* start *
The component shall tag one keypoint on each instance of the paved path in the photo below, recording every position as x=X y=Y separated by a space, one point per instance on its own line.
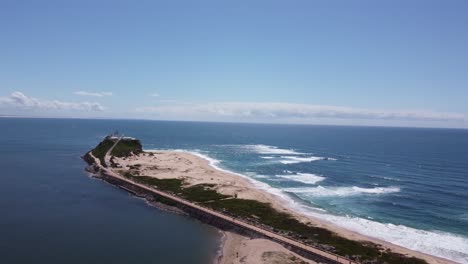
x=266 y=233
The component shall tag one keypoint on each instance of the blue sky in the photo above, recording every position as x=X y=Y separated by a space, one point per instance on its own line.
x=402 y=63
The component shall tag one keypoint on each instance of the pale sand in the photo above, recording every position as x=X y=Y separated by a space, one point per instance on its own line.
x=242 y=250
x=196 y=170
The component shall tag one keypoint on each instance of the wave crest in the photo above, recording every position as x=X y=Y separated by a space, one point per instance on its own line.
x=308 y=178
x=321 y=191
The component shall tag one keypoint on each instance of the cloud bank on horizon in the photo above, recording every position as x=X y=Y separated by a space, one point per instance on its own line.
x=228 y=111
x=95 y=94
x=274 y=111
x=20 y=101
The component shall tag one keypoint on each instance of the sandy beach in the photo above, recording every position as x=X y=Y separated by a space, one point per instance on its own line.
x=197 y=170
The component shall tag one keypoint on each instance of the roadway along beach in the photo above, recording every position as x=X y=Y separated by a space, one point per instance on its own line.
x=195 y=170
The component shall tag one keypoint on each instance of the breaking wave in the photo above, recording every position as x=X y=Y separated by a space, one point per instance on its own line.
x=295 y=159
x=303 y=177
x=265 y=149
x=321 y=191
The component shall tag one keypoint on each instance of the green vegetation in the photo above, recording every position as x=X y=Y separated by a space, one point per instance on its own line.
x=263 y=214
x=195 y=193
x=255 y=212
x=101 y=149
x=125 y=147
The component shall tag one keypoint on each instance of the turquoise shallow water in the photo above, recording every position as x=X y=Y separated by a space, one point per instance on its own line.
x=407 y=186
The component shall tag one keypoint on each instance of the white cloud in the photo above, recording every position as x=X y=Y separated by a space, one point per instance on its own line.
x=21 y=101
x=288 y=111
x=95 y=94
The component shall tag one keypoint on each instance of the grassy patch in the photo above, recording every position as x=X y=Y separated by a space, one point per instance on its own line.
x=263 y=213
x=201 y=193
x=125 y=147
x=101 y=149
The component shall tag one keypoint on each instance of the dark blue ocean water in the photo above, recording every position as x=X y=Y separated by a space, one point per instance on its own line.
x=51 y=211
x=404 y=185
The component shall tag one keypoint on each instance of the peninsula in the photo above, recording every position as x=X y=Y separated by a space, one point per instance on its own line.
x=258 y=227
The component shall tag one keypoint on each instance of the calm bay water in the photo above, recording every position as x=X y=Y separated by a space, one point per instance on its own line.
x=407 y=186
x=53 y=212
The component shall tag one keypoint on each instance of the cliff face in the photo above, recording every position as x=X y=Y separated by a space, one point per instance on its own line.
x=202 y=216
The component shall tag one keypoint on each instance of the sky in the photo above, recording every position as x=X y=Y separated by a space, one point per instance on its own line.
x=384 y=63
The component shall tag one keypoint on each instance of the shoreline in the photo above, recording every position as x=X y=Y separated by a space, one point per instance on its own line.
x=283 y=202
x=177 y=175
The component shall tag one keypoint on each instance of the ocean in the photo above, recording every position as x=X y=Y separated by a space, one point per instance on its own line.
x=408 y=186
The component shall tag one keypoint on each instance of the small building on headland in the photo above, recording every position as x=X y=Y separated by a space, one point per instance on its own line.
x=115 y=136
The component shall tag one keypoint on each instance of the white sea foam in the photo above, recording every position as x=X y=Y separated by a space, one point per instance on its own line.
x=321 y=191
x=435 y=243
x=267 y=157
x=448 y=245
x=303 y=177
x=296 y=159
x=265 y=149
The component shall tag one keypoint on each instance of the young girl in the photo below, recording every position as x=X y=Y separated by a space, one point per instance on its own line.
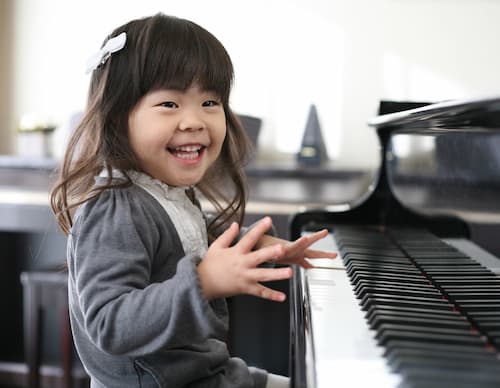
x=148 y=271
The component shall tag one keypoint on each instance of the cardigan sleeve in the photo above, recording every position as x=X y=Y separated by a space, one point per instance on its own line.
x=136 y=290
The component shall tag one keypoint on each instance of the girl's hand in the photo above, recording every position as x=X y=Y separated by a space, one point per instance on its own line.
x=231 y=270
x=298 y=251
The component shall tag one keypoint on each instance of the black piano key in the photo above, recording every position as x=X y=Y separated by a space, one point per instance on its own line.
x=436 y=314
x=422 y=283
x=415 y=328
x=421 y=287
x=475 y=376
x=402 y=319
x=383 y=270
x=430 y=293
x=378 y=264
x=468 y=349
x=359 y=275
x=432 y=304
x=476 y=305
x=429 y=338
x=443 y=353
x=463 y=296
x=402 y=362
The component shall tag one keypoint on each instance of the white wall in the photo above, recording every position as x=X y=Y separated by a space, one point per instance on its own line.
x=342 y=55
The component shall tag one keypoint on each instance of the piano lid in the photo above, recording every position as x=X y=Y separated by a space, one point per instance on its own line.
x=444 y=158
x=473 y=114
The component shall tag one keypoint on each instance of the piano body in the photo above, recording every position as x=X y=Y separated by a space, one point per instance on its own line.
x=411 y=301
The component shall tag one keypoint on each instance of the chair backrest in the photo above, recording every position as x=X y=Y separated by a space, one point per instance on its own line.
x=46 y=293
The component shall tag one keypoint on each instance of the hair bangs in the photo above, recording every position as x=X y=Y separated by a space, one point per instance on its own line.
x=179 y=57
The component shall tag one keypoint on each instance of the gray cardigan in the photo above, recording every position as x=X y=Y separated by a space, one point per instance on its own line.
x=138 y=315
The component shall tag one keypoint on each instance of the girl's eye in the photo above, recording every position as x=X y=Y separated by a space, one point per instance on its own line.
x=169 y=104
x=211 y=103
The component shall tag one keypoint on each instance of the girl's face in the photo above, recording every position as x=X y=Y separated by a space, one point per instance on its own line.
x=177 y=135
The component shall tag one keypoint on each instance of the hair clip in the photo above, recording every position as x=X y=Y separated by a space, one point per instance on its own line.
x=112 y=46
* end *
▶ **Task instructions**
Rewrite all of the items above, replacing "keypoint" with "marker" and leaving everything else unchanged. Leave the pictures out of your answer.

▶ **Response below**
The component shall tag one marker on each instance of the paved path in the photo below, recording every position as x=X y=Y separated by a space, one point per instance on its own line.
x=266 y=233
The component shall tag one marker on each instance of the blue sky in the photo above, recording every position as x=X y=Y separated by a space, one point per instance on its own line.
x=402 y=63
The component shall tag one marker on each instance of the pale sand in the photo above, recording every position as x=X y=Y separated by a space, one point per instance on its own line.
x=242 y=250
x=196 y=170
The component shall tag one marker on each instance of the wave crest in the photo above, recording every position as x=X y=Y separated by a space, one point per instance on its own line.
x=308 y=178
x=321 y=191
The component shall tag one marker on each instance of the cloud bank on horizon in the photo above, recording every position as x=X y=Y separated by a space, one point per instance on its own line.
x=228 y=111
x=95 y=94
x=274 y=111
x=20 y=101
The component shall tag one marker on each instance of the sandy beach in the photo above, recording every position as x=X y=Y separated by a space, one point per instance on its own line.
x=197 y=170
The component shall tag one marker on each instance of the roadway along beach in the photo above, recording every position as x=X y=Y separated by a space, one point per instance on its own line.
x=195 y=170
The component shall tag one marker on each instance of the breaking wave in the photo above, recording every position as x=X y=Y separated by a space, one point per instance on its own line.
x=295 y=159
x=303 y=177
x=265 y=149
x=321 y=191
The component shall tag one marker on each instance of the green vegetation in the photo above, recording every position as x=X y=Y separated by a space, one point per instance on its own line.
x=263 y=214
x=195 y=193
x=255 y=212
x=101 y=149
x=125 y=147
The component shall tag one marker on each instance of the turquoise shallow water in the photo above, recording every position as x=X y=Y separated by a space, one point per instance on its own line.
x=407 y=186
The component shall tag one marker on each instance of the white cloud in the photo above, recording every position as x=X y=Y separated by a space, one point per instance on its own line.
x=21 y=101
x=288 y=111
x=95 y=94
The component shall tag one marker on each instance of the grassy patch in the photo above, recording every position as x=X y=Y separated by a space, one point per instance on its own line.
x=263 y=213
x=201 y=193
x=125 y=147
x=101 y=149
The component shall tag one marker on each instance of the dark blue ocean water in the photo above, recording every position as x=X y=Y separated by a space, one point per instance on its own line.
x=51 y=211
x=404 y=185
The component shall tag one marker on each instance of the peninsula in the photo above, recording every position as x=X y=Y separated by a space, one point per instance on its own line.
x=258 y=227
The component shall tag one marker on each instance of the calm bay water in the photo above, recording every position as x=X y=Y separated by a space, one point per instance on its own line.
x=407 y=186
x=53 y=212
The component shall tag one marker on each instance of the cliff face in the photo above, recording every position as x=X y=Y separated by a space, one point per instance on its own line.
x=202 y=216
The component shall tag one marker on each instance of the sky in the photo above, recording every position as x=X y=Y separated by a space, one point per instance on its own line.
x=384 y=63
The component shall tag one marker on each instance of the shoreline in the photo above, recording every position as x=X y=Y separated by a space, one point per instance on its own line.
x=283 y=202
x=177 y=175
The component shall tag one marker on each instance of the ocean in the photo above, recording every position as x=X y=Y separated by a space, one point per instance on its own line.
x=408 y=186
The component shall tag one marker on each instance of the small building on headland in the photo above, recording every position as x=X y=Y separated by a space, one point per instance on its own line.
x=115 y=136
The component shall tag one marker on each instance of the white sea foam in the photo above, recording every position as x=X y=Y separated by a space, one point per instance on its own line.
x=321 y=191
x=435 y=243
x=267 y=157
x=448 y=245
x=303 y=177
x=296 y=159
x=265 y=149
The component shall tag one marker on each instance of the young girl in the photo below, recording every position as x=X y=Y separated by a space, one point per instance on its own line.
x=148 y=271
The component shall tag one marker on each instance of the cardigan sleeve in the photo above, recording every position as x=X y=Y separated by a space, one point per instance on its own line.
x=136 y=290
The component shall tag one marker on each instance of the girl's hand in the photo above, recording every position as x=X y=Y separated by a space, one point per instance on its own line.
x=231 y=270
x=298 y=251
The component shall tag one marker on each instance of the black piano key in the photo above, recording every position as x=X y=Y separated by a space, one point per instance on its own line.
x=436 y=314
x=422 y=283
x=415 y=328
x=421 y=287
x=475 y=376
x=402 y=319
x=383 y=270
x=430 y=293
x=378 y=264
x=468 y=349
x=359 y=275
x=432 y=304
x=476 y=305
x=429 y=338
x=443 y=353
x=463 y=296
x=402 y=362
The component shall tag one marker on each instance of the white wall in the photo above, recording every position as x=X y=Y separated by a space, one point per instance on its own line.
x=342 y=55
The component shall tag one marker on each instance of the piano lid in the photo above, recording every position as x=X y=Y separated by a space, one point per instance on its own line.
x=444 y=158
x=473 y=114
The component shall tag one marker on each instance of the piano body in the photo above, recording every position as x=X y=Y separated by a space, one point per instance on its own line.
x=411 y=301
The component shall tag one marker on each instance of the chair backrest in the photo above, recording every position as x=X y=Y separated by a space, one point per instance on its own line.
x=46 y=293
The component shall tag one marker on each instance of the hair bangs in the photo above, recording every position as x=X y=Y separated by a space, one point per instance on its own line.
x=179 y=57
The component shall tag one marker on each instance of the gray cardigan in the photo above, recording every position as x=X y=Y separated by a space, one point per instance on its own line.
x=138 y=315
The component shall tag one marker on each instance of the girl's eye in the photo above, recording every position as x=X y=Y separated by a space, one point per instance on its own line.
x=169 y=104
x=211 y=103
The component shall tag one marker on each instance of the girl's face in the photo above, recording every position as x=X y=Y separated by a space, one point per instance on its own line.
x=177 y=135
The component shall tag one marker on each instance of the hair clip in the photo above, recording every position as x=X y=Y separated by a space, one point per instance on its own line.
x=112 y=46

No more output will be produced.